» **Selected text**:
________________________
Skip to content
Author
PUBLISHED: | UPDATED:

For your consideration, the lead item from my “Albany Insider” column today. (this is the full version, some of which did not run in the paper):

Gov. Cuomo’s budget team pushed the state teachers retirement system into scrapping a critical review of his pension reform plan, the Daily News has learned.

A formal fiscal analysis sent to Cuomo’s budget office on Jan. 31 by the organization that administers the pension system for teachers and school administrators included a section slugged “legal concerns.”

It raised constitutionality questions about Cuomo’s plan to hike employee contribution rates.

Two days later, after a call from Cuomo aides, a revised fiscal note was sent–without the legal concern.

“It’s outrageous,” said one source who accused Cuomo aides of “sanitizing” the document.
________________________
» **Instruction 1**:
According to the column, on what date was the formal fiscal analysis sent to Cuomo's budget office?
» **Instruction 2**:
Please reproduce the rows below starting with the line with "Using the image above, draw a bounding box around the distant" and going on through the line with "[30,33,45,47]", swapping "snow slope" for "ski run" and changing nothing else. Give back only those lines.

» **Data to use**:
________________________
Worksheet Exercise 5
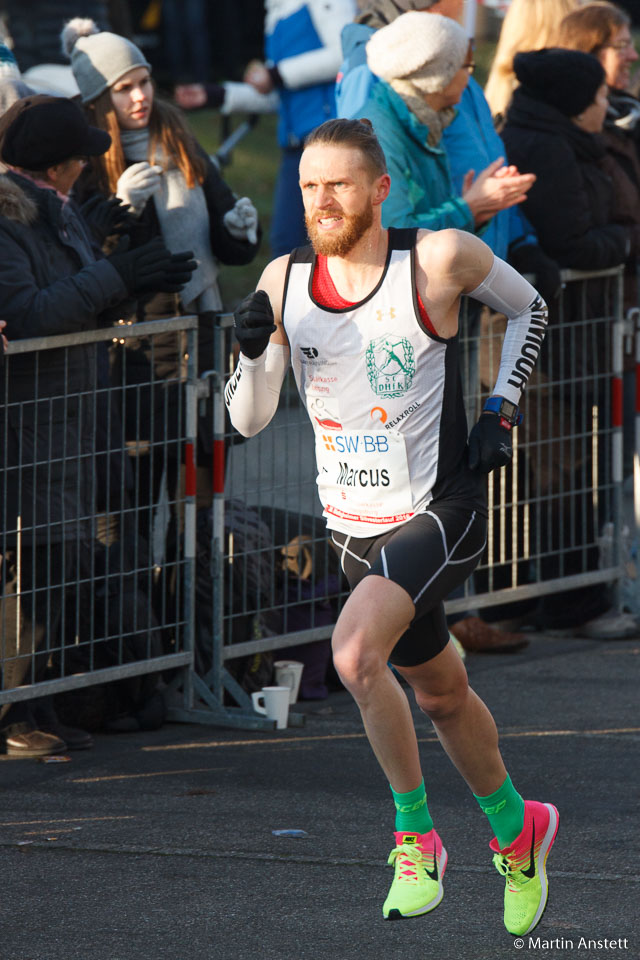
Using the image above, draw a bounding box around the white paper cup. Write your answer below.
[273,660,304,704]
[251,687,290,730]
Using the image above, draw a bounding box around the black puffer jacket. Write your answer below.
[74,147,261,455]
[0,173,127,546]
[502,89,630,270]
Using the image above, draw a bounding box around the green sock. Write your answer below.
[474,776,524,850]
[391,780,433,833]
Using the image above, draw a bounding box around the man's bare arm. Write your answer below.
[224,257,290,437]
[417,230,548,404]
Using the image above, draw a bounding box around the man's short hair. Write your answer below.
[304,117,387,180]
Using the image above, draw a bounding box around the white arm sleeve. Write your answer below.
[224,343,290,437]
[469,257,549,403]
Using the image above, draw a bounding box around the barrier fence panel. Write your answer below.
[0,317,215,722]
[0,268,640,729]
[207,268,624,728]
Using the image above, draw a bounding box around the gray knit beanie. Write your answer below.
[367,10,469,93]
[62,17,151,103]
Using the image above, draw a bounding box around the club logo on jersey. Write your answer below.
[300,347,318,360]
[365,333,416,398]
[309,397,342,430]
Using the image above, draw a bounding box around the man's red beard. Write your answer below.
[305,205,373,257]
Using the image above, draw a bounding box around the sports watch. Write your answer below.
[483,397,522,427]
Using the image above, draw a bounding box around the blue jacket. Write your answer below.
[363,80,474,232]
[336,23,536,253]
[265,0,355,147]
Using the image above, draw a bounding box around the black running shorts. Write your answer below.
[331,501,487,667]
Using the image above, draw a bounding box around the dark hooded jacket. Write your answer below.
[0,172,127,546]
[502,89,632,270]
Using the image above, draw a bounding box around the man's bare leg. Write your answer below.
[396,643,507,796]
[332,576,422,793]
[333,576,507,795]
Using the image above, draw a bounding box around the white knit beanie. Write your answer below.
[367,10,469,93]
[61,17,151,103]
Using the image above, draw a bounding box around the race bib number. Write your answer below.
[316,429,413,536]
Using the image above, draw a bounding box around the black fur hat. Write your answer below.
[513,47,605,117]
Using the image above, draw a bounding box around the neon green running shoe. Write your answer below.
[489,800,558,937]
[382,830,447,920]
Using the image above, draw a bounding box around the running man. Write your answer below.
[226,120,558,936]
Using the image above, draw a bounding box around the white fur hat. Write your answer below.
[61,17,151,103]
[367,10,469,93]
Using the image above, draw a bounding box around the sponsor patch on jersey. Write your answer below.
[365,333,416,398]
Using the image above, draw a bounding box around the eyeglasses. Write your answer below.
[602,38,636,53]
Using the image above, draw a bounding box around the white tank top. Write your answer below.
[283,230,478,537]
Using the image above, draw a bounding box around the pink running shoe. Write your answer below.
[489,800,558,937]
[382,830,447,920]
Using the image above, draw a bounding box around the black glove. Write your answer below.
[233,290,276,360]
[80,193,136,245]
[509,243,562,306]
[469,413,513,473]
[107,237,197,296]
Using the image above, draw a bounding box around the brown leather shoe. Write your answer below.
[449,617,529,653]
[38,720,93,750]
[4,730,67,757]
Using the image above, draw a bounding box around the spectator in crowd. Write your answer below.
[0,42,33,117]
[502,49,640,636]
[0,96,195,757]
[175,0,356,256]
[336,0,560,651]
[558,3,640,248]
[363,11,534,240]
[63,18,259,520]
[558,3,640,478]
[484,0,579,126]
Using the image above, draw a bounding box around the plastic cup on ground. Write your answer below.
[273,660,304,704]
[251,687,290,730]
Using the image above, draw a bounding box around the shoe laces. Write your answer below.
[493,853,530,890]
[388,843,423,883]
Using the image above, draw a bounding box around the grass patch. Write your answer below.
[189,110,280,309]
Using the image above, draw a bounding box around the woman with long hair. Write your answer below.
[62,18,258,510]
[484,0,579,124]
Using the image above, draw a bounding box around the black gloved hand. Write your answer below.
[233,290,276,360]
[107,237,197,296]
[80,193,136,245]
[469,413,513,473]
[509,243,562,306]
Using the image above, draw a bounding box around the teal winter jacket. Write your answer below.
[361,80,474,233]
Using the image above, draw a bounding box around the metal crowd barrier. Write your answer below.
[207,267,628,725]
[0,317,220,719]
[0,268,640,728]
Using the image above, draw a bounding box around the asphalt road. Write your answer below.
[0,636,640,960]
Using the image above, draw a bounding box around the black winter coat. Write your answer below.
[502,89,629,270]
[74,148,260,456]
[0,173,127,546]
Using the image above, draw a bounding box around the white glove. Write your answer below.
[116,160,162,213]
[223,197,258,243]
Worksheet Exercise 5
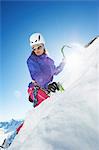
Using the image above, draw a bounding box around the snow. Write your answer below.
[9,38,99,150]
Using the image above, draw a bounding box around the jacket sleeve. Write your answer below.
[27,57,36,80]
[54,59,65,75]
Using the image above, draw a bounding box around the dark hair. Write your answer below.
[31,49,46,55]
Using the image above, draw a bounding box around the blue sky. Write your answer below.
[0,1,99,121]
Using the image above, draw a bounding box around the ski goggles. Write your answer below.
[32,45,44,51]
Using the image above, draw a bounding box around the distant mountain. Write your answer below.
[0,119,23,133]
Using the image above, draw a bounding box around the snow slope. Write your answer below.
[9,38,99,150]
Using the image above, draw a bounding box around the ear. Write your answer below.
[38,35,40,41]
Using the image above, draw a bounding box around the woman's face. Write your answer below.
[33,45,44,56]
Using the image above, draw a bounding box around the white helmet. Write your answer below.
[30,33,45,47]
________________________
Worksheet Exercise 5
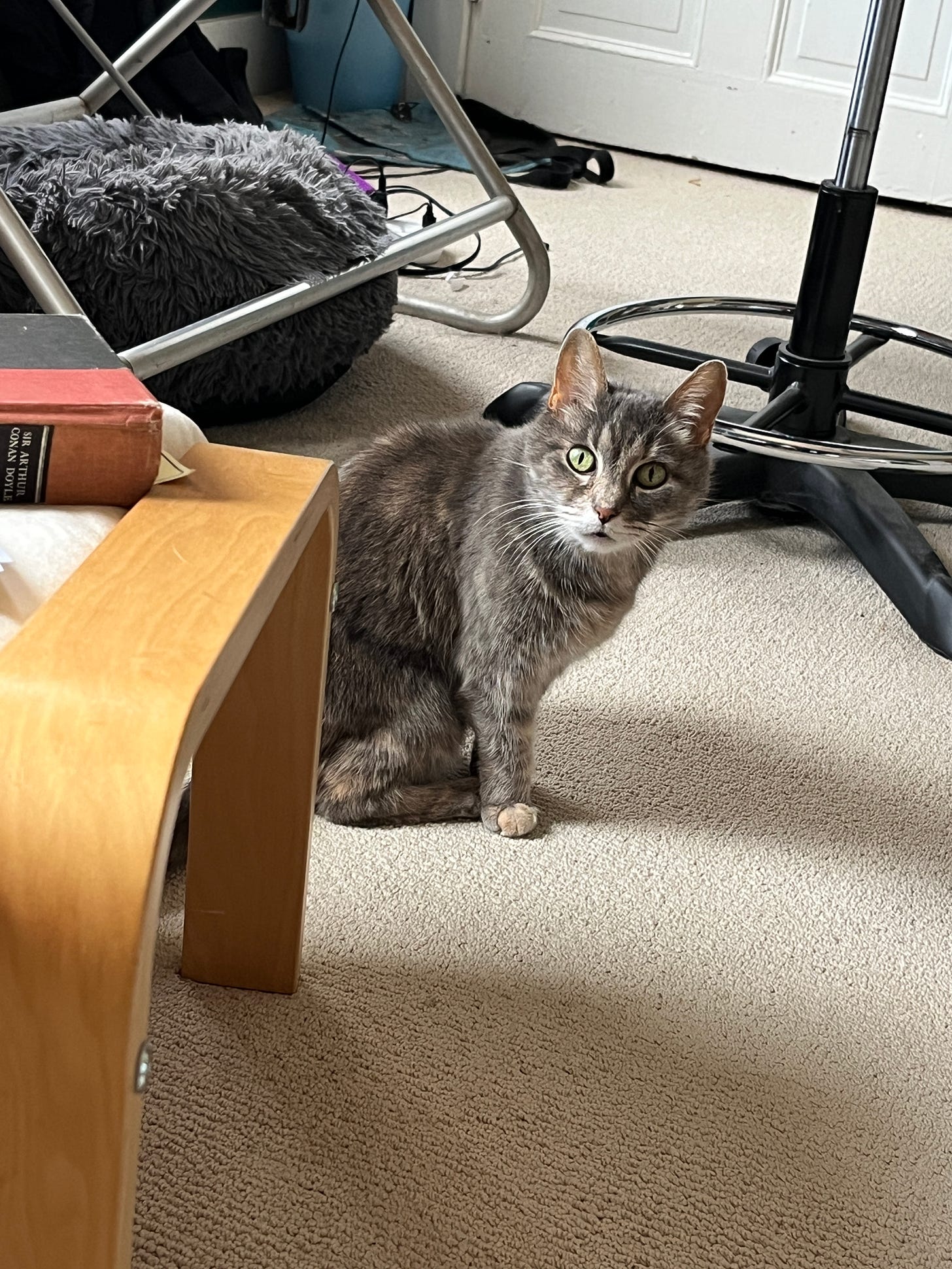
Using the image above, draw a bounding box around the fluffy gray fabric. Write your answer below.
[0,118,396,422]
________________________
» **Task result 1**:
Jan. 31

» **Task result 2**:
Using the image above, draw a bounding box around the distant mountain. Write your answer below.
[0,119,23,133]
Using the image above, draw a bounding box around the ski run. Write your answer below.
[9,38,99,150]
Using the image above, draw a bounding box around the ear. Write your answer below.
[38,35,40,41]
Using the image above, draw a bounding box around the woman's face. Write your answer below.
[33,45,44,56]
Using the image above, draw a bounding box around the white helmet. Write your answer below.
[30,33,45,47]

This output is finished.